# Task to carry out:
Please copy out the listing below, substituting "wrapped in" for every occurrence of "enclosed in" and keeping everything else the same.

# A run of records:
────────────────

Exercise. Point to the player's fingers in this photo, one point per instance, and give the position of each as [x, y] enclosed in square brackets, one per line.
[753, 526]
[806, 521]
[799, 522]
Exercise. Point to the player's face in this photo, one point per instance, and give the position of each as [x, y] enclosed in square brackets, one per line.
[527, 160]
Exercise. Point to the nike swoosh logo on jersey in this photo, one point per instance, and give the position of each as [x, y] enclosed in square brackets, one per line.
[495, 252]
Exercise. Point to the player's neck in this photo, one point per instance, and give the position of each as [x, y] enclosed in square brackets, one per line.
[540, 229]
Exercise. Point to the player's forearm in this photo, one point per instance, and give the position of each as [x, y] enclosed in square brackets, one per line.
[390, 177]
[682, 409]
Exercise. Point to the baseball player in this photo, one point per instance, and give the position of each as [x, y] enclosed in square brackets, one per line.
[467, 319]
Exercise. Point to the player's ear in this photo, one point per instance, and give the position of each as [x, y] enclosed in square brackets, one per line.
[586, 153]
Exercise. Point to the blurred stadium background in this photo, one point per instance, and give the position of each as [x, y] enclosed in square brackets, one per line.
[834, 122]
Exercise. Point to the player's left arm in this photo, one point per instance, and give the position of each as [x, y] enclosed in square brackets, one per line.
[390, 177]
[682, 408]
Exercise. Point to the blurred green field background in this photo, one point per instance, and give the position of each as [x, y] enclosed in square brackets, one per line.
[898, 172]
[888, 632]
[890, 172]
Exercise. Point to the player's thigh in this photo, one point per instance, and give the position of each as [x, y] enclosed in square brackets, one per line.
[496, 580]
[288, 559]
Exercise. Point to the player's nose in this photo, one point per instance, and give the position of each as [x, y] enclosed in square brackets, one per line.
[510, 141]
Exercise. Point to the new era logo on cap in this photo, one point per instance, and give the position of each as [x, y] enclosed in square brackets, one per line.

────────────────

# Exercise response:
Exercise. Point to the player's fingers in this photo, one point per instance, and give the position of each as [x, y] wrapped in square brackets, one per line.
[753, 526]
[806, 521]
[799, 522]
Exercise. Point to the player's face in this photo, one point per instance, and give the position of each as [x, y] wrapped in square brackets, one per line.
[527, 160]
Exercise. Point to the nike swoosh logo on jersey in this photo, one point per instance, and give the position of each as [x, y] wrapped in square brackets, one per line.
[495, 252]
Exercise. Point to the player's neck in this photo, one point per instance, and give the position of each as [x, y] wrapped in square brackets, one per line.
[540, 229]
Exercise. Point to the player's forearm in this photo, one point per instance, and give the position of each as [x, y] wrapped in square brackets, one per line.
[390, 177]
[682, 409]
Exercise. Point to the baseball player in this photo, one point per instance, and give the position of each as [x, y] wrapped in square brackets, one per line.
[467, 319]
Exercise. Point to the player's ear in this photo, one point per instance, and give the position of each as [x, y] wrapped in square brackets, one per line.
[586, 153]
Exercise. Point to the blurred stadium background in this photo, one point per instance, and give the position of each as [x, y] wrapped in square brackets, one per line.
[834, 122]
Exercise. Point to the player's left arm in this photo, one point per instance, and give the position of each as [x, y] wrapped in square brackets, one per line.
[390, 177]
[682, 408]
Exercise. Point to the blurred green field background in this photo, one point per instance, and give the position of each as [x, y] wrapped in square brackets, one per line.
[898, 172]
[888, 632]
[890, 172]
Exercise. Point to the player's thigh in this photo, one point per instance, and give the position of each as [x, y] wrapped in square brackets, one per line.
[496, 580]
[288, 559]
Exercise. Point to the player's nose in this photo, one point per instance, and give the position of each as [x, y] wrapped in square brackets, one per line.
[510, 141]
Exercise. Point to the new era logo on cap in this photo, one point per instance, and give the position of each as [x, y] wrapped in square brackets, one per line.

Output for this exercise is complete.